Pick out the lines below that contain the string "necklace" and copy them all.

Referring expression data →
________________
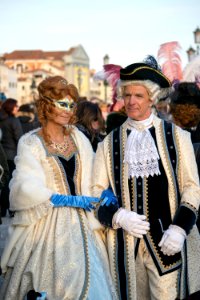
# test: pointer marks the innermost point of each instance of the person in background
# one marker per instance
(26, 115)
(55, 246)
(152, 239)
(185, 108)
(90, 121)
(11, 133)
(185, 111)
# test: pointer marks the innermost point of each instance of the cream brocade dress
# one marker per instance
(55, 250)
________________
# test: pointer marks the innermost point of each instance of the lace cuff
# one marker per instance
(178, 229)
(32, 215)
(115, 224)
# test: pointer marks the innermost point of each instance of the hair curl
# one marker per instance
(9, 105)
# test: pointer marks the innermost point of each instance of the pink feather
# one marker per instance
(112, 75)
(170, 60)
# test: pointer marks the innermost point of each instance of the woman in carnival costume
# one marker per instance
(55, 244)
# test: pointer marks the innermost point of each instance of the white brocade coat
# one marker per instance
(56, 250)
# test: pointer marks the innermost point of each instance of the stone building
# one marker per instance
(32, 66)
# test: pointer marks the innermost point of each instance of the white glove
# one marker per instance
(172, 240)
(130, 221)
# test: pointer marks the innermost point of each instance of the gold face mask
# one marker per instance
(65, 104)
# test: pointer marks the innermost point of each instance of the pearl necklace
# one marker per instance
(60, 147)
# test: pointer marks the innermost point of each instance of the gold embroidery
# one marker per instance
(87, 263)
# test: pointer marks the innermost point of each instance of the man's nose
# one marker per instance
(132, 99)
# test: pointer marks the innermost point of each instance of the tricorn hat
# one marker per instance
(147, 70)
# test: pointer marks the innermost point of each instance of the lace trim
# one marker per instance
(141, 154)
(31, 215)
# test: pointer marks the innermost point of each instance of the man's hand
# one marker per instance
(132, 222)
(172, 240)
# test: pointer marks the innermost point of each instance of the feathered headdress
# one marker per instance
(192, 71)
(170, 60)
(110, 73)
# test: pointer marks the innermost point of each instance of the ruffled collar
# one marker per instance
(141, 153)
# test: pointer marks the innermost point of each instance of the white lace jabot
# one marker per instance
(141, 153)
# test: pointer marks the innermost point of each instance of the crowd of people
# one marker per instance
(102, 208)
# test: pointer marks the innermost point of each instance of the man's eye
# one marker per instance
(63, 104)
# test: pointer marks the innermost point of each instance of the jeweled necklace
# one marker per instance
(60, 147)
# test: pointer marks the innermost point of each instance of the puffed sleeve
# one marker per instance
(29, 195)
________________
PROBLEM SOLUTION →
# test: pointer marks the innermost point of each instance of the pearl necklace
# test: pointer marks the innermost point of each instance of the jeweled necklace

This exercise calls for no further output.